§ QUÉ SE PIDE
1 – En el texto sobre la Vía Dolorosa, ¿por qué Simón de Cirene ayudó a cargar el madero? Responde en una a tres oraciones.
2 – Retoma el texto sobre la Vía Dolorosa a partir de su última oración y sigue escribiéndolo.

§ TEXTO PROPORCIONADO
Imaginé un ambiente con luces y sombras rojizas por fuego de antorchas, tapices en los muros y pisos y, en medio de todo, una mesa larga. Al centro, Jesús, rodeado de sus amigos, explicándoles que se iba pero no se iba, que estaría en el pan y el vino, que esa era y al mismo tiempo no, una despedida.
Pasamos por la zona donde cuentan que talaron el árbol que se transformaría en cruz. Recorrimos la Vía Dolorosa, una estrecha calle repleta de tiendas para turistas que interfieren abruptamente con la devoción. Aunque explicaron que la tierra que el nazareno pisó debía estar siete metros más abajo, lo imaginé arrastrándose por esas baldosas gastadas: descalzo, insultado, flagelado, coronado, sangrado.
Están marcados los sitios de sus caídas, el lugar preciso, aseguraban, en que se encontró con su madre, y el tramo en el que Simón de Cirene lo ayudó a cargar el madero, obligado a latigazos; la sexta estación donde, según la tradición, una mujer compasiva le enjugó el rostro con un pañuelo, quedando estampado su rostro en él.

§ Entradas guardadas
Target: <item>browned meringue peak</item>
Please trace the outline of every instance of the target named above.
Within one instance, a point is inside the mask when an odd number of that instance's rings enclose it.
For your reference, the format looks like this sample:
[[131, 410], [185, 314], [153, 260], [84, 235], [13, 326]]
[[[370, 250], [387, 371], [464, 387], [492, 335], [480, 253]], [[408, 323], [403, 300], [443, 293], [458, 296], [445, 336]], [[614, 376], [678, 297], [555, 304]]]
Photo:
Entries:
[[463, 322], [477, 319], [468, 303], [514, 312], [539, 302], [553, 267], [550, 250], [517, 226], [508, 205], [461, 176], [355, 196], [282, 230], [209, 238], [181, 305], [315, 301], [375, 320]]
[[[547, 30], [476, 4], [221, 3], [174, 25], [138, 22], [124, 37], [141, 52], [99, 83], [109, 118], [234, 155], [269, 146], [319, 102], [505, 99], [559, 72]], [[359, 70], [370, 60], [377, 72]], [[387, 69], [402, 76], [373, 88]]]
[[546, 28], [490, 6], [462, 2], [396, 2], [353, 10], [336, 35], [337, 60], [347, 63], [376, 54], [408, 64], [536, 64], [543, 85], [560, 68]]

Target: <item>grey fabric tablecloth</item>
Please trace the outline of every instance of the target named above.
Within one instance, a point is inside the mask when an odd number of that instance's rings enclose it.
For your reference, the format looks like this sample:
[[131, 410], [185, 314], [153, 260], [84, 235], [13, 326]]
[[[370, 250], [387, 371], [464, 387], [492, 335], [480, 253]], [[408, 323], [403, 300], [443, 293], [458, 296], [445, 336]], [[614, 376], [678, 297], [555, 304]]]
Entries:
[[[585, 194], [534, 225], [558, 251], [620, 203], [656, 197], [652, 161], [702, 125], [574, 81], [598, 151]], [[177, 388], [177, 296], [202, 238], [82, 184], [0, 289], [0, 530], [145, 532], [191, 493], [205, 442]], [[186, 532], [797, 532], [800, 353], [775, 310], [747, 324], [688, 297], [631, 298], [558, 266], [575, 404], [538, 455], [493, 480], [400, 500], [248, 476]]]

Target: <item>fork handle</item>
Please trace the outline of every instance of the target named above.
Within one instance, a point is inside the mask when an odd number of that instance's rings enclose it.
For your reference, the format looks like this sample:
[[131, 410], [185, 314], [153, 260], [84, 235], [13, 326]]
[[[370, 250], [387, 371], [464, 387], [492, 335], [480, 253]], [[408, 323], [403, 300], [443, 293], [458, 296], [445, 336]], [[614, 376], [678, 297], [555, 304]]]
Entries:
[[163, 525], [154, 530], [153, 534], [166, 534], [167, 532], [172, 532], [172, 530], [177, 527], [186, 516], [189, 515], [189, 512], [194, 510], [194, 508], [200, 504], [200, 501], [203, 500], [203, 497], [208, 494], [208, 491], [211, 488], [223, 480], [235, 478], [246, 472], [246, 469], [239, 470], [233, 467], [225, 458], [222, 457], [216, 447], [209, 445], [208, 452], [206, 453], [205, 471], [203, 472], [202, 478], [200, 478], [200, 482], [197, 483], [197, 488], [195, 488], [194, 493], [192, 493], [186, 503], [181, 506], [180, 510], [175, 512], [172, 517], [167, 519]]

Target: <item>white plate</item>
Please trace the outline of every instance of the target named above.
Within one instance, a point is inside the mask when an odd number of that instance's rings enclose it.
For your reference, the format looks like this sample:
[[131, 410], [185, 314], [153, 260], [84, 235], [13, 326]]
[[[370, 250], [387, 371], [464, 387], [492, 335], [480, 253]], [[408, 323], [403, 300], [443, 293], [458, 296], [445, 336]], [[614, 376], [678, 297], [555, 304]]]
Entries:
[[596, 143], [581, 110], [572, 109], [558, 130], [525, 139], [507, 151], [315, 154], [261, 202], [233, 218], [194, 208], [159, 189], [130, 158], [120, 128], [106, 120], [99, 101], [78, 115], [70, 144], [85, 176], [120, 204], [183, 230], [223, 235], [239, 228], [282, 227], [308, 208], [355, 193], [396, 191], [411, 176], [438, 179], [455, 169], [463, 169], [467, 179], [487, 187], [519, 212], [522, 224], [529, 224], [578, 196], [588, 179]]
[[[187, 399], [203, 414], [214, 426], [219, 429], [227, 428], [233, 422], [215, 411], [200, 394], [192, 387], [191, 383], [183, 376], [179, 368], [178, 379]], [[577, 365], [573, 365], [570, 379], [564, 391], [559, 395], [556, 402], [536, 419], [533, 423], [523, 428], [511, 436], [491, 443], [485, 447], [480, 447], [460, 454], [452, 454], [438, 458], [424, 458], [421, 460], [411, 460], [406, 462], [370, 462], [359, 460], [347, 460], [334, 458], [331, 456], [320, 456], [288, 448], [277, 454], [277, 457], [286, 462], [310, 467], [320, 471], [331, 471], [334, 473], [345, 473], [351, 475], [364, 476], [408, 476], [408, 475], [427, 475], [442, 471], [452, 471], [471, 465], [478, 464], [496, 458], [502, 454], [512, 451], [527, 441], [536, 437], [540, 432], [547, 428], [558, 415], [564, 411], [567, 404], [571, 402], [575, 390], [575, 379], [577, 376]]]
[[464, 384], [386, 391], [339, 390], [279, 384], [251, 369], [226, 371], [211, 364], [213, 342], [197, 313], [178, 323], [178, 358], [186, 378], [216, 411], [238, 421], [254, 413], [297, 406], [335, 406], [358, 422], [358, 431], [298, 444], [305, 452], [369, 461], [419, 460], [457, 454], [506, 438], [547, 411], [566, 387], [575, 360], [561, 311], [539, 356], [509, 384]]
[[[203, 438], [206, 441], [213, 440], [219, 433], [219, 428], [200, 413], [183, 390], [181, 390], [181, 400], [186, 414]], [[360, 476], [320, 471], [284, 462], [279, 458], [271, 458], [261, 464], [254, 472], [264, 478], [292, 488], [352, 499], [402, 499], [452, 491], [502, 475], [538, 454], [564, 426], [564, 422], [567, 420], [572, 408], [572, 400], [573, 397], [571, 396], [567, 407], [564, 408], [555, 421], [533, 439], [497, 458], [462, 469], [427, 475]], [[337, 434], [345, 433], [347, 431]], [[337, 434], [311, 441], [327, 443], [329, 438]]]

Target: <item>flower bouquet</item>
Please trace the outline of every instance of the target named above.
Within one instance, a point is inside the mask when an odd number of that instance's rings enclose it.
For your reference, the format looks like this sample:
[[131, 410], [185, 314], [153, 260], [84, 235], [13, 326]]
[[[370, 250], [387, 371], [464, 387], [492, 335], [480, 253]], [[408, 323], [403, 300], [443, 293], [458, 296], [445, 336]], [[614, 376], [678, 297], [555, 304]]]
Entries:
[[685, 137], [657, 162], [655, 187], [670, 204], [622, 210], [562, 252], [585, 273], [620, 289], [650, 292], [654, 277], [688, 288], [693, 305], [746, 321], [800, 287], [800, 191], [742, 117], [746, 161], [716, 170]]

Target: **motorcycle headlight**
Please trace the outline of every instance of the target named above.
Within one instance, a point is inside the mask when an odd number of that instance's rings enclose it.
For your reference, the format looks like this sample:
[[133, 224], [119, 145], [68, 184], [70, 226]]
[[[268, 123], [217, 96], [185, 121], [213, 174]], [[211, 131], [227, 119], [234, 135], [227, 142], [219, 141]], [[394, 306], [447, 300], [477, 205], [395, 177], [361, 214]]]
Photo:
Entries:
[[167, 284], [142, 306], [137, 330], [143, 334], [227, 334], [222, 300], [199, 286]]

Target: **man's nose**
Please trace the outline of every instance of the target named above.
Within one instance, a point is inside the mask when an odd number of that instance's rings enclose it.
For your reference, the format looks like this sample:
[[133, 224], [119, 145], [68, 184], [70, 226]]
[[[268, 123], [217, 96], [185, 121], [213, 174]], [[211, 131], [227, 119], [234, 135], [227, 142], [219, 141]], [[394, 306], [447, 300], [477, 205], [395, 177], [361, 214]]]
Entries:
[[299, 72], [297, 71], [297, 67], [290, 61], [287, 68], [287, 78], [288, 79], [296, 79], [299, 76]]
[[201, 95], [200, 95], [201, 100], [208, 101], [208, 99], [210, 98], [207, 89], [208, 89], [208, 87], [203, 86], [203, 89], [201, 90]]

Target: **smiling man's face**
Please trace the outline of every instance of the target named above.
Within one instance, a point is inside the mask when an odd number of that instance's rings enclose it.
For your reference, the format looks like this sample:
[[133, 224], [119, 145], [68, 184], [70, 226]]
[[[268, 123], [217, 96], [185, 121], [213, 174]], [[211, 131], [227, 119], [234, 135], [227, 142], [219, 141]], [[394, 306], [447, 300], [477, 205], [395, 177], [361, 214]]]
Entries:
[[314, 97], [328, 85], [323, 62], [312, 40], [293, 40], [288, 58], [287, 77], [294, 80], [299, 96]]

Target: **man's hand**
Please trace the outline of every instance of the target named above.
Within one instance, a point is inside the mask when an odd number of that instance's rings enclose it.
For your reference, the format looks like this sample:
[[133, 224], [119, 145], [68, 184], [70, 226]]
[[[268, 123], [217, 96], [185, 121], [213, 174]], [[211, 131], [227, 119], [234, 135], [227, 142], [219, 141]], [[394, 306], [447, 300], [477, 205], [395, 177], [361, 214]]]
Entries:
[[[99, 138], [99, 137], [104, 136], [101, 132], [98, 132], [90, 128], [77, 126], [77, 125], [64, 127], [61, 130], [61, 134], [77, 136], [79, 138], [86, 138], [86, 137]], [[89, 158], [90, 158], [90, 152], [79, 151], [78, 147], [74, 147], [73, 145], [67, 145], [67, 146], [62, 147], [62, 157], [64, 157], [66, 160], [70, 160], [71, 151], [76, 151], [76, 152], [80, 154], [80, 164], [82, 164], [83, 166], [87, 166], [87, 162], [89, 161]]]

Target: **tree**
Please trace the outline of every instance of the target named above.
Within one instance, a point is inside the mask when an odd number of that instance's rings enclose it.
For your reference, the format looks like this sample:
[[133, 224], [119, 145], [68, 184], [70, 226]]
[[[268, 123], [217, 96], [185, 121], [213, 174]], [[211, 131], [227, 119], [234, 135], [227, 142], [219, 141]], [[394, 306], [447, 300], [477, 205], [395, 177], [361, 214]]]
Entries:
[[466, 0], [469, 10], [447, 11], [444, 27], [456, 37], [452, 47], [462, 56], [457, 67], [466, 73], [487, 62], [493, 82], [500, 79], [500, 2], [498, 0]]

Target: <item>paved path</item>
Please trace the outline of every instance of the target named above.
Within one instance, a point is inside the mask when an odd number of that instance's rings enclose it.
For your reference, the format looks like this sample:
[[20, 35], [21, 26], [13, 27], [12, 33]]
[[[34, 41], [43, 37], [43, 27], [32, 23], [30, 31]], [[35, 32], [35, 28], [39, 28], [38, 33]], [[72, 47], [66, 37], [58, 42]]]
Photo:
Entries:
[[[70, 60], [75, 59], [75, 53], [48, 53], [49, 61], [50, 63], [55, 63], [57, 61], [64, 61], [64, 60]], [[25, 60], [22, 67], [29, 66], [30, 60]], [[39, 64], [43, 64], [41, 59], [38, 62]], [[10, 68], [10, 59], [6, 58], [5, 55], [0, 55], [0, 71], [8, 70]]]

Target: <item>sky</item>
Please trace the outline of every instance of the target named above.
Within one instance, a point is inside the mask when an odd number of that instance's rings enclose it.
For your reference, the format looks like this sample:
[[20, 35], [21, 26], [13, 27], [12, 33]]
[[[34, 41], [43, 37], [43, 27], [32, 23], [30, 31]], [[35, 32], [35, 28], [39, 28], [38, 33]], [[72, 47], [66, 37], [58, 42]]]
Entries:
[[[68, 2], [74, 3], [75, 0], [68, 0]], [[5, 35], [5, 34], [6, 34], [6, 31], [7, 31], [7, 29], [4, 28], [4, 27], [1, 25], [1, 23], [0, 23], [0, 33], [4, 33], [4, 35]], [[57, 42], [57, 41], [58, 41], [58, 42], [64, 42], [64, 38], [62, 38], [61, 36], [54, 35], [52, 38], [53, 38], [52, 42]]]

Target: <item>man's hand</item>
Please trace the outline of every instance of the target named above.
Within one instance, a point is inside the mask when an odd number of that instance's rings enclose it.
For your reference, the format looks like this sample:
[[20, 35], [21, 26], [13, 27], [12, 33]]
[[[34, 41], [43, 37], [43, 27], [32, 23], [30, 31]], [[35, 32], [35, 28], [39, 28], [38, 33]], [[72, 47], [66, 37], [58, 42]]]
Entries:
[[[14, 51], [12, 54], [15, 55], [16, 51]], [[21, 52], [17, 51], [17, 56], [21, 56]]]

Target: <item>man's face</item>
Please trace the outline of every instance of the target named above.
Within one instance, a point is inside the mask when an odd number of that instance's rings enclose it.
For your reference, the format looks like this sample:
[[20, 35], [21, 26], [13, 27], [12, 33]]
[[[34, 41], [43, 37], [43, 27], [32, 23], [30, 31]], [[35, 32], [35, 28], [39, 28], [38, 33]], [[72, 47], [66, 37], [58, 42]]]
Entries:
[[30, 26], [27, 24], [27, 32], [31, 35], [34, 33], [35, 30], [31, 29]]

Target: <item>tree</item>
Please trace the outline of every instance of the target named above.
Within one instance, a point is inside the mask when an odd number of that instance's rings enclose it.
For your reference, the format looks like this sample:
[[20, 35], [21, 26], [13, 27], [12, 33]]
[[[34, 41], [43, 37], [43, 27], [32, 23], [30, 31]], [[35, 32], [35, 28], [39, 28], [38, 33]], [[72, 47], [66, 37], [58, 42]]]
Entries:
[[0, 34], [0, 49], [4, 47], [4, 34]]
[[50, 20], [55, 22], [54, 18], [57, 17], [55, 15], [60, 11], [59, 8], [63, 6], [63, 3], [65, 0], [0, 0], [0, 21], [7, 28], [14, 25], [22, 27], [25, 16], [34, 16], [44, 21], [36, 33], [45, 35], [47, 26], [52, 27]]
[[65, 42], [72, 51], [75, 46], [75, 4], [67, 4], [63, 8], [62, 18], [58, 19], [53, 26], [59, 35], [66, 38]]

§ RESULTADOS DEL EJERCICIO
1 – Simón de Cirene ayudó a cargar el madero porque lo obligaron a latigazos.

2 –
Entramos al Templo del Sagrado Sepulcro. Un gentío. Una plancha de mármol en tono rojizo recibe a personas de todo el mundo que la rodean, se arrodillan y la besan, frotan contra ella objetos como rosarios y velos para hacerlos benditos, oran en mil lenguas o en silencio; unas se abrazan a la loza, otras solo se toman la foto. Así tenía que ser el sepulcro de Jesús, sencillo, como era él mismo. Que no, que la fila para visitar la tumba queda más allá. Confundida, pregunté a un sacerdote qué era eso entonces. “Es la piedra de la unción, donde le prepararon para el entierro.” Me descubrí la cabeza por un momento y, como todos, repasé mi chalina sobre el mármol.
La fila para el sepulcro verdadero, majestuoso y ornamentado, indicaba una espera estimada de dos horas; no nos alcanzaba el tiempo. Un fraile notó mi frustración y nos guio en sigilo hacia la parte de atrás, un cubículo dorado donde por unos segundos pudimos tocar las piedras que resguardan el espacio, vacío como no puede haber algo más simbólico.
Subimos al Calvario, que no era un monte, como yo pensaba, sino el segundo piso del templo, en donde uno debe hincarse para tocar una roca, el punto exacto donde se dice que estuvo la cruz enclavada. Pensé en Jesús encargándole a su madre a Juan; en los dos ladrones en sus respectivas cruces; en Pedro y Judas y Caifás y Pilatos. En la tierra entera oscurecida por horas y el suelo estremeciéndose; en esa muerte despiadada y esperanzadora que se sigue conmemorando dos milenios después, año tras año; en su mensaje que, con fe o sin ella, permanece vigente, urgente.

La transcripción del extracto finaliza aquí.